§ YANG HARUS DIKERJAKAN:
[1] Dalam berita tentang konstitusi dan Islam, siapa yang menyebut Undang-Undang Dasar 1945 sangat Islami?
[2] Salin tanpa perubahan bagian berita tentang konstitusi dan Islam mulai dari "Ia memaparkan, konstitusi" sampai "memahami suatu pasal.".
[3] Teruskan berita tentang konstitusi dan Islam setelah kalimat terakhirnya.

§ SUMBER:

JAKARTA -- Sejarah konstitusi Indonesia tak pernah lepas dari
nilai-nilai Islam. Dari lima konstitusi yang pernah digunakan bangsa
ini, semuanya mengakomodir dan terbuka untuk implementasi islam secara
luas.
Nilai-nilai Islam menempati posisi sendiri dalam konstitusi
Indonesia. Sehingga dalam kehidupan berbangsa moderen di masa kini,
Islam dan negara menjadi dua hal yang berhimpitan.
''Jadi bukan lagi saatnya untuk menghadapkan Islam dan negara. Sebab
Undang-Undang Dasar 1945 sangatlah Islami,'' kata Ketua Mahkamah
Konstitusi Hamdan Zoelva, dalam seminar internasional hukum di UIN
Jakarta, Rabu (11/12).
Ia memaparkan, konstitusi merupakan kesepakatan bersama warga negara
yang paling tinggi dan menjadi pedoman penyelenggaraan kekuasaan negara.
Konstitusi juga menjadi rujukan dan sumber hukum negara.
Memahami konstitusi, kata Hamdan, lebih luas dari sekadar membaca
teks. Penjelasan dan risalah serta sejarah lahirnya sebuah pasal harus
juga dimengerti agar tak ada kesalahan dalam memahami suatu pasal.
Indonesia pernah menggunakan lima konstitusi dalam perjalanannya.

§ DAFTAR ENTRI:
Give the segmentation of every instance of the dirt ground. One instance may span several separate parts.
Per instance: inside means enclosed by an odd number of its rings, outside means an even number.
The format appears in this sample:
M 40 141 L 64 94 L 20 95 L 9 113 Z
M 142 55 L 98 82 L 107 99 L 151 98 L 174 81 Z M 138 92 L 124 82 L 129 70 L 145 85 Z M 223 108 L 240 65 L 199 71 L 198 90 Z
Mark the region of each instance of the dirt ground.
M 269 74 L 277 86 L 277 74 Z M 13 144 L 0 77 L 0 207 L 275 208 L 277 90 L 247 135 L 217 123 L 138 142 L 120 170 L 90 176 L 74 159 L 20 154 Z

§ HASIL LATIHAN:
[1] Ketua Mahkamah Konstitusi Hamdan Zoelva.

[2]
Ia memaparkan, konstitusi merupakan kesepakatan bersama warga negara
yang paling tinggi dan menjadi pedoman penyelenggaraan kekuasaan negara.
Konstitusi juga menjadi rujukan dan sumber hukum negara.
Memahami konstitusi, kata Hamdan, lebih luas dari sekadar membaca
teks. Penjelasan dan risalah serta sejarah lahirnya sebuah pasal harus
juga dimengerti agar tak ada kesalahan dalam memahami suatu pasal.

[3]
Yang pernah dan masih berlaku hingga saat ini adalah UUD 1945. Pasca
kemerdekaan pada 1949-1950 Indonesia pernah menggunakan konstitusi RIS
dan UUDS pada 1950-1959.
Walau hilang poin federasi dari dalamnya, tapi jaminan kebebasan
beragama tetap termaktub. Hingga akhirnya dikeluarkan Dekrit Presiden 5
Juli 1959 yang mengembalikan falsafah bangsa ini kepada UUD 1945.
Nilai syariat Islam sangat terasa dalam sejarah awal pembentukan
dasar negara ini. Intisari pidato para tokoh bangsa dalam pertemuan
BPUPK 29 Mei hingga 1 Juni 1945 akhinya melahirkan Piagam Jakarta.
Piagam tersebut, ujarnya, pernah menjadi kesepakatan bersama pemimpin
serta tokoh nasional dan dibela betul oleh Sukarno. Perbedaan pendapat
yang alot akhirnya membuat Piagam Jakarta direvisi pada rapat PPKI 18
Agustus 1945 demi menjaga keutuhan pasca kemerdekaan.
Sebagai konsekuensi, sila pertama 'Ketuhanan Yang Maha Esa' dapat
berbeda sesuai pemahaman ajaran agama masing-masing. Dalam Islam,
'Ketuhanan Yang Maha Esa' adalah konsep tauhid.
''Hanya atheisme yang tidak bergabung. Seban pancasila tidak memuat
dan mencakup itu,'' kata Hamdan, yang kemudian disambut tepuk tangan
hadirin seminar.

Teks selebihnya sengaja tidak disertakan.